— Begin READING TEXT —

Updated on 2025-09-16 GMT+08:00

Configuring Hadoop Data Encryption During Transmission

Configuring Security Channel Encryption for Hadoop Components

Encrypted channel is an encryption protocol of remote procedure call (RPC) in HDFS. When a user invokes an RPC, the user's login name will be transmitted to RPC through RPC head. Then RPC uses Simple Authentication and Security Layer (SASL) to determine an authorization protocol (Kerberos and DIGEST-MD5) to complete RPC authorization.

By default, the communication between components in the big data cluster is not encrypted. However, the communication can be encrypted to prevent data interception on the Internet or an untrusted network.

To do this, you just need to set related parameters to control whether to encrypt RPC channels of all Hadoop modules. The settings take effect globally.

— End READING TEXT —

**WHAT YOU NEED TO DO:**
**a)** Answer these questions from the Hadoop encryption text:
(i) What does RPC use to determine an authorization protocol?
(ii) Is communication between components in the big data cluster encrypted by default?
(iii) Do the encryption settings take effect globally or for a single module?
**b)** Reproduce word for word everything in the Hadoop encryption text from "Configuring Hadoop Data" down to "complete RPC authorization.".
**c)** State whether each statement agrees with the Hadoop encryption text, answering yes or no and quoting the deciding words:
(i) A user's login name is transmitted to RPC through the RPC head.
(ii) By default, components in the big data cluster communicate with encryption.
(iii) The encryption parameters apply only to the HDFS module.
The material after this point is not needed for the work.

— Begin DATA EXTRACT —

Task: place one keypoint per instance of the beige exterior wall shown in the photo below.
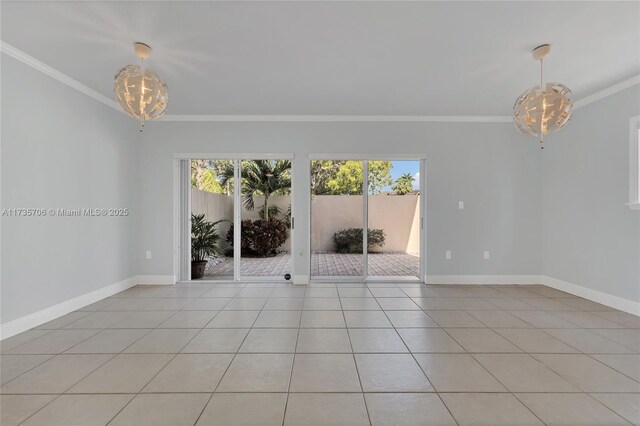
(397, 215)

— End DATA EXTRACT —

**ANSWERS FOR THIS EXERCISE:**
**a)**
(i) Simple Authentication and Security Layer (SASL).
(ii) No, it is not encrypted by default.
(iii) They take effect globally.

**b)**
Configuring Hadoop Data Encryption During Transmission

Configuring Security Channel Encryption for Hadoop Components

Encrypted channel is an encryption protocol of remote procedure call (RPC) in HDFS. When a user invokes an RPC, the user's login name will be transmitted to RPC through RPC head. Then RPC uses Simple Authentication and Security Layer (SASL) to determine an authorization protocol (Kerberos and DIGEST-MD5) to complete RPC authorization.

**c)**
(i) Yes: "the user's login name will be transmitted to RPC through RPC head"
(ii) No: "By default, the communication between components in the big data cluster is not encrypted."
(iii) No: "control whether to encrypt RPC channels of all Hadoop modules. The settings take effect globally."